TASK STATEMENT: Count every line of the listing where the string "locate" occurs, and reply with the count alone.

↓↓↓

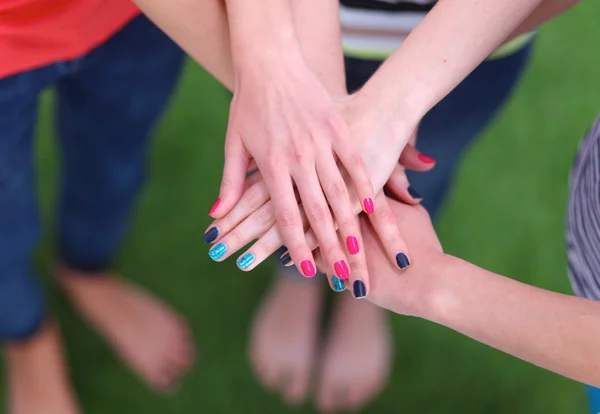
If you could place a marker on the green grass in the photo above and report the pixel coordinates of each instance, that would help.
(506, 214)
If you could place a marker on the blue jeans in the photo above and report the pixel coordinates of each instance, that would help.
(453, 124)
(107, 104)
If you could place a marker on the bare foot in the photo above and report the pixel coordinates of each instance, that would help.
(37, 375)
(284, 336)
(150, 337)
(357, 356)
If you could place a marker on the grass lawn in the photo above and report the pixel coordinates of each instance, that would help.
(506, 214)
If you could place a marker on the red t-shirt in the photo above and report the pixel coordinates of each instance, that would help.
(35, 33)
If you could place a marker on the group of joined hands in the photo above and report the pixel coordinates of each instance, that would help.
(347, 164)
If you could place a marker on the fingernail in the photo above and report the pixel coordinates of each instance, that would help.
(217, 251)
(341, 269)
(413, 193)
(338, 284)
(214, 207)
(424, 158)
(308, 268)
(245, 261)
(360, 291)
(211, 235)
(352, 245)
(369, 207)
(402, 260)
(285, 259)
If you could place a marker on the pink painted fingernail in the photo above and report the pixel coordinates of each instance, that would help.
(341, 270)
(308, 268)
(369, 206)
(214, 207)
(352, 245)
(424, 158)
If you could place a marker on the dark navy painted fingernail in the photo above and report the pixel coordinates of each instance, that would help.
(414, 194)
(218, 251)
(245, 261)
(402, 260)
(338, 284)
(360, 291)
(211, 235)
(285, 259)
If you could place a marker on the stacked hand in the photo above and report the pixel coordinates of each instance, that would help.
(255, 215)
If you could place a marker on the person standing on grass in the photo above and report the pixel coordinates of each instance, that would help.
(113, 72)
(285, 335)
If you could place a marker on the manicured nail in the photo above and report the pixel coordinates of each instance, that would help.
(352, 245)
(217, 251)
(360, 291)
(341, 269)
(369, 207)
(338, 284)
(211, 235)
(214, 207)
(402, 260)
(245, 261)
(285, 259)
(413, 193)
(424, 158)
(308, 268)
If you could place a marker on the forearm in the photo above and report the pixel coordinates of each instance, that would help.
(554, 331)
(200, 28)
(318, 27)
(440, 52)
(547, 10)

↑↑↑
↓↓↓

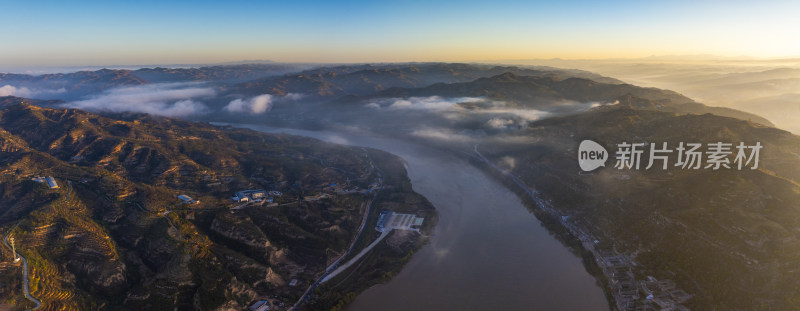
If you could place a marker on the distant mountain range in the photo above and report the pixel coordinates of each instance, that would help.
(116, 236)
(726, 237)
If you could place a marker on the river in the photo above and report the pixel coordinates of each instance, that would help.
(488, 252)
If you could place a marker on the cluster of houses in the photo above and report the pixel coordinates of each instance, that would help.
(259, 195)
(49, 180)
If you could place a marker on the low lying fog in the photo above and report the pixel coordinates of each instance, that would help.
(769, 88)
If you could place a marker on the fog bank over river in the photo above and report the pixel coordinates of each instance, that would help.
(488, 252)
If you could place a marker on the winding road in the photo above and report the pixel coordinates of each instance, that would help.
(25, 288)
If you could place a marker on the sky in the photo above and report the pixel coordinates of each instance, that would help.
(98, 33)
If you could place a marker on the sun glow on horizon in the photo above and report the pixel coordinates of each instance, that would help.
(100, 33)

↑↑↑
↓↓↓

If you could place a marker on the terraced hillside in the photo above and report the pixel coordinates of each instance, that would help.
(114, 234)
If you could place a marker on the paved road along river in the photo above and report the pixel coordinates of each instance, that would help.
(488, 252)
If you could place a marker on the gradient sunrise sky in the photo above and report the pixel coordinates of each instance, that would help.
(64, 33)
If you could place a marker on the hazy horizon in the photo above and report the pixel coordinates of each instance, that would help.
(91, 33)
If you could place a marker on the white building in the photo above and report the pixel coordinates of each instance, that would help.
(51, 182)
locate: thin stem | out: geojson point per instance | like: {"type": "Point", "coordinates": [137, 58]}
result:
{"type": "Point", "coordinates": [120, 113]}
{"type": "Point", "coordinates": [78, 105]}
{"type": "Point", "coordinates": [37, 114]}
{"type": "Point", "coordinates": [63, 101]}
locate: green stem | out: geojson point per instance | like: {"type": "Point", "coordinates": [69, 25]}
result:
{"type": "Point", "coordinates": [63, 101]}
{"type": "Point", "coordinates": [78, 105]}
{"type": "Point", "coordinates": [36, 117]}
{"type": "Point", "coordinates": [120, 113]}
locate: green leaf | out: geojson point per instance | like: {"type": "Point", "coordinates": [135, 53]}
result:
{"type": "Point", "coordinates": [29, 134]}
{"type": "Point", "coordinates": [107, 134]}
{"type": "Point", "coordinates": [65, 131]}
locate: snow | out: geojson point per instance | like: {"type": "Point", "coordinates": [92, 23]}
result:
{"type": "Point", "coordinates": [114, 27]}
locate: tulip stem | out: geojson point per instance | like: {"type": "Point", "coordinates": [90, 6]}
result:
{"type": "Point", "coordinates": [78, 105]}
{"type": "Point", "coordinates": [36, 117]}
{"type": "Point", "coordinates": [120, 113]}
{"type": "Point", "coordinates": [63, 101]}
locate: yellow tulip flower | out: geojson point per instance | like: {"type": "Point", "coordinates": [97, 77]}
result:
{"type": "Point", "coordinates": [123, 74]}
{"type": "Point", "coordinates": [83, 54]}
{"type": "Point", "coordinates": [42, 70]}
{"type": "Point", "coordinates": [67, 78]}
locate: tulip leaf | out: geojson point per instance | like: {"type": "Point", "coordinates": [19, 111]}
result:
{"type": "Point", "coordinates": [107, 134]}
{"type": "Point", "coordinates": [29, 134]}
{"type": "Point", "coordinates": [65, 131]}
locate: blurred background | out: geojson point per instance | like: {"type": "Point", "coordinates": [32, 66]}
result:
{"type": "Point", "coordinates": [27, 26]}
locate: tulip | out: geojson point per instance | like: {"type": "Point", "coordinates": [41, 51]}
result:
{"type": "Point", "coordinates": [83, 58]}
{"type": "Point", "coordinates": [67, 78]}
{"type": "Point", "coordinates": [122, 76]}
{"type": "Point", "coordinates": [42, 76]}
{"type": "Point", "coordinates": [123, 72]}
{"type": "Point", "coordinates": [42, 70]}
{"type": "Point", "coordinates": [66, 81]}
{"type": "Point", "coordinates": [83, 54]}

↑↑↑

RESPONSE TO THIS EXERCISE: 9